= Problem to work on =
Pick up the Torque queue setup guide below right after its last line and keep writing it.

= Extract to read =
## Start

Making your frontend run queued jobs for PBS (Torque/Maui)
If you have installed the Torque roll, issue the following commands as root on the frontend.
The first line setting $frontend just assures that the name matches that returned by /bin/hostname (which is generally the FQDN). They must match, or pbs_mom will refuse to start/work.
The next two lines set the number of cores to be used for running jobs. You probably should reserve a few cores for all the Rocks overhead processes, and for interactive logins, compiling, etc. In this example, we save 4 cores for the overhead and assign the rest for jobs. This is accomplished by setting the “np = $N” (np means number of processors) value.
export frontend=`/bin/hostname`
export N=`cat /proc/cpuinfo | grep processor | wc -l`
export N=`expr $N - 4` # reserve 4 cores
#
qmgr -c "create node $frontend"
qmgr -c "set node $frontend np = $N"
qmgr -c "set node $frontend ntype=cluster"
service pbs_server restart
Alternatively, you can edit /opt/torque/server_priv/nodes by hand, and do “service pbs_server restart” to make it re-read the file. Next, make sure pbs_mom is started on the frontend:
scp compute-0-0:/etc/pbs.conf /etc
chkconfig --add pbs_mom
service pbs_mom start
If you have no compute nodes, you can create /etc/pbs.conf by hand. It should look like this:
pbs_home=/opt/torque
pbs_exec=/opt/torque
start_mom=1
start_sched=0
start_server=0
You should now be able to see the frontend listed in the output of “pbsnodes -a”, and any jobs submitted to the queue will run there.
Creating additional queues in Torque
Run the following commands as root to create two queues, E5-26xx and E54xx, which include only nodes with the corresponding features, as can be defined in /var/spool/torque/server_priv/nodes (see Configure Torque compute node settings).
qmgr -c "create queue E5-26xx queue_type=execution,started=true,enabled=true,resources_max.walltime=360:00:00,resources_default.walltime=24:00:00,resources_default.neednodes=E5-26xx"
qmgr -c "create queue E54xx queue_type=execution,started=true,enabled=true,resources_max.walltime=360:00:00,resources_default.walltime=24:00:00,resources_default.neednodes=E54xx"

## End

Stored entries
## Start

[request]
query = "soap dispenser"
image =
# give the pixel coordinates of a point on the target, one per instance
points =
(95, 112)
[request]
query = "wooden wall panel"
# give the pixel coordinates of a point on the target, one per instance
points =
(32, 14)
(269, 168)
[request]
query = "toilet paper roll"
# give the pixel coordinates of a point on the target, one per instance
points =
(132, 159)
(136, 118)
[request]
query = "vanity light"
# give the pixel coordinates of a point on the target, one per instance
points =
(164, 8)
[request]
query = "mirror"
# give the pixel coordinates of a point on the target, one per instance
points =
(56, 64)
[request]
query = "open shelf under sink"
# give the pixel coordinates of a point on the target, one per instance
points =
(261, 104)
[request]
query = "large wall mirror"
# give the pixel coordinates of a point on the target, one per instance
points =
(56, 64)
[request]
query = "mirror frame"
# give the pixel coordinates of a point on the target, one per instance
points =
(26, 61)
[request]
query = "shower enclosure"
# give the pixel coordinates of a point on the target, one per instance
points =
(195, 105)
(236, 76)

## End

= Reply =
NOTE: Separate queues are not necessary for requesting jobs to be run on certain machines. Similar effect can be accomplished by specifying node features in the submission script, for example:
#PBS -l nodes=1:E5-26xx:ppn=1
Configuring Maui scheduler behavior
Change the settings in /opt/maui/maui.cfg to the following, and add the parameters if not already present. Restart maui to incorporate the changes: service maui restart
# Job Prioritization: http://www.adaptivecomputing.com/resources/docs/maui/5.1jobprioritization.php
QUEUETIMEWEIGHT 1
XFACTORWEIGHT 86400
XFMINWCLIMIT 00:15:00
FSWEIGHT 86400
FSUSERWEIGHT 1
# Fairshare: http://www.adaptivecomputing.com/resources/docs/maui/6.3fairshare.php
FSPOLICY DEDICATEDPS
FSDEPTH 7
FSINTERVAL 1:00:00:00
FSDECAY 0.80
# Backfill: http://www.adaptivecomputing.com/resources/docs/maui/8.2backfill.php
BACKFILLPOLICY BESTFIT
BACKFILLMETRIC PROCSECONDS
RESERVATIONPOLICY CURRENTHIGHEST
# Node Allocation: http://www.adaptivecomputing.com/resources/docs/maui/5.2nodeallocation.php
NODEALLOCATIONPOLICY PRIORITY
NODECFG[DEFAULT] PRIORITYF='-LOAD - 5*USAGE'
# Creds: http://www.adaptivecomputing.com/resources/docs/maui/6.1fairnessoverview.php
USERCFG[DEFAULT] FSTARGET=25.0
# Node Set: http://www.adaptivecomputing.com/resources/docs/maui/8.3nodesetoverview.php
NODESETDELAY 0:00:00
NODESETPRIORITYTYPE MINLOSS
NODESETATTRIBUTE FEATURE
NODESETPOLICY ONEOF
NODESETLIST E5-26xx E54xx
NODESETTOLERANCE 0.0
# Node Attributes: http://www.adaptivecomputing.com/resources/docs/maui/12.2nodeattributes.php
FEATURENODETYPEHEADER nt
FEATUREPROCSPEEDHEADER ps$
HTCondor
Basic settings
To implement wall time limit (specify “+WallTime = SECONDS” in the job submission file), default file system behavior, and ignore console activity, create /opt/condor/etc/config.d/98Rocks.conf with the following contents and propagate it using 411:
DefaultWallTime = 12 * $(HOUR)
EXECUTE = /state/partition1/condor_jobs
FILESYSTEM_DOMAIN = cluster.group.dept.univ.edu
MaxWallTime = 96 * $(HOUR)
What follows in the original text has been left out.